**Given passage:**
++++++++++++++++++++

The High Court answered both the questions in the negative and in favour of the Revenue and arrived at the conclusion that stock valuation of shares shown in the bank's final accounts could not be permitted to be revalued at market value for income-tax purposes only.
The aforesaid questions arise in the context of the fact that the appellant assessee-bank submitted return for the assessment year 1982-83 contending that there was notional loss- of Rs.7,45,35,029 on account of closing stock of securities at the market value. The Inspecting Assistant Commissioner of Income-tax, Assistant Range-III, Calcutta,, by the assessment order, dated March 19, 1985, accepted the same. The Commissioner of Income-tax, West Bengal, by order, dated March 9, 1987, under section 263 of the Income Tax Act, 1961 (hereinafter referred to as "the Act"), set aside the said assessment order by holding that the bank had no right to calculate profit or loss arising out of investment trading account as it has excluded it from the preparation of its own final accounts. Unless a bank itself accepts the position by incorporating such loss or profit in the final accounts, it would have no right to put across such hypothetical loss for the purpose of income-tax assessment. The practice followed by the bank is entirely contrary to the decision rendered by this Court in State Bank of Travancore v. CIT (1986) 158 ITR 102. The assessee was following the mercantile system of accounting and loss claimed by the assessee had not been debited in the books of account.
Against that order, the bank preferred an appeal before the Income- tax Appellate Tribunal. The Tribunal by order dated October 14, 1988, arrived at the conclusion that it is established on facts that assessee had claimed the loss by following the same method which it was following for the last 30- years and the principle laid down by this Court in State Bank of Travancore v. CIT (1986) 158 ITR 102, was not applicable to the facts of the present case. Hence, the order passed by the Commissioner of Income-tax under section 263 was set aside. Against the said judgment and order at the instance of the Revenue, the aforesaid two questions were referred for the opinion of the High Court.
Answering the said questions, the High Court observed that the assessee has not valued the stock of shares and securities in its books of account in accordance with, the method "cost or market price whichever is lower"; if this method is not followed in writing and preparing accounts consistently, the assessee cannot claim a notional method of stock valuation only for computation of income by the tax authorities and submission made by the assessee clearly goes against section 145(1) of the Act. The Court further observed that the book results can be rejected by the tax authorities only if the method adopted by the assessee is either defective or if the system adopted does not disclose a proper and true income. The Court further held that mere fact that the system followed by the assessee had not been questioned in the past, is no ground to say that it should be accepted all along as there is no estoppel in these matters.
We may mention at this stage that learned counsel, Mr. Debiprosad Pal sought an intervention to appear in this matter on behalf of the United Bank of India. It was contended by him that the same question is involved in matters pertaining to other banks which are governed by the Banking Regulation Act, 1949, and we have permitted him to make his submission on the question-of law involved.

++++++++++++++++++++

**Provided data:**
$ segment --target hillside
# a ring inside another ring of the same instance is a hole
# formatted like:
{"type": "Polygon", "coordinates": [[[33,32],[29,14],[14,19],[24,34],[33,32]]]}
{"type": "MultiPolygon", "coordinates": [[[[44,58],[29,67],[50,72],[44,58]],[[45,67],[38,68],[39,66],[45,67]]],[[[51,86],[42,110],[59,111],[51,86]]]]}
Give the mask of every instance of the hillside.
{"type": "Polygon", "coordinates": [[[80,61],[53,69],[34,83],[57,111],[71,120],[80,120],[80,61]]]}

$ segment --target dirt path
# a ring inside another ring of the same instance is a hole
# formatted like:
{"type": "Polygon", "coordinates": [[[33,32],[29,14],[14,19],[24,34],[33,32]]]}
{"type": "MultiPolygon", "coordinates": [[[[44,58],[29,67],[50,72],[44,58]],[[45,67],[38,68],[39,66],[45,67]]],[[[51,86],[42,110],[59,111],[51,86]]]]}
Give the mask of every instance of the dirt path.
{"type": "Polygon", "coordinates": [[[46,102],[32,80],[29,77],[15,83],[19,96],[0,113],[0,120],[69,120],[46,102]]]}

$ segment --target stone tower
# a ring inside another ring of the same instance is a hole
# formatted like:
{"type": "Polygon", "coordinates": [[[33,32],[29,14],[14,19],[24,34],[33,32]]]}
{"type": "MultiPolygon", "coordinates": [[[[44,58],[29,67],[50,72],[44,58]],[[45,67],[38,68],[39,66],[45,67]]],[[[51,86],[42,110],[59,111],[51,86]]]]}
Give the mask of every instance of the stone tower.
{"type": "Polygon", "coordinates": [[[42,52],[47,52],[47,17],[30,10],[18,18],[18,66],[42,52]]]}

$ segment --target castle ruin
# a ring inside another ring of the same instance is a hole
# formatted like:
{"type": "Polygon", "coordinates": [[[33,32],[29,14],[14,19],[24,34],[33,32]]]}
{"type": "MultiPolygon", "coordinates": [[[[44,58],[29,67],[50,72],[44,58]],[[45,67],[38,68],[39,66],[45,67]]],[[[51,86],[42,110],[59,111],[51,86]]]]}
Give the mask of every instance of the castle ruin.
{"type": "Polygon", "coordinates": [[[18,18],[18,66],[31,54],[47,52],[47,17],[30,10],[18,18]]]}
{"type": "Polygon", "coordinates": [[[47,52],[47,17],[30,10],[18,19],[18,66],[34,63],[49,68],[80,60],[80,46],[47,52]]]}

++++++++++++++++++++

**Exercise requirements:**
1. For each statement below, state whether it agrees with the judgment excerpt, answering yes or no and quoting the deciding words of the excerpt: (a) The Tribunal's order was dated October 14, 1988. (b) The Inspecting Assistant Commissioner rejected the notional loss the bank claimed. (c) The assessee followed the cash system of accounting.
2. According to the judgment excerpt, under which section of which Act did the Commissioner of Income-tax, West Bengal, set aside the assessment order?
3. Set down the part of the judgment excerpt that opens with the words containing "The High Court answered" and closes with "income-tax purposes only.".
The records are not required for this work.

**Complete answers:**
1.
(a) Yes: "The Tribunal by order dated October 14, 1988"
(b) No: "by the assessment order, dated March 19, 1985, accepted the same"
(c) No: "The assessee was following the mercantile system of accounting"

2. Section 263 of the Income Tax Act, 1961.

3.
The High Court answered both the questions in the negative and in favour of the Revenue and arrived at the conclusion that stock valuation of shares shown in the bank's final accounts could not be permitted to be revalued at market value for income-tax purposes only.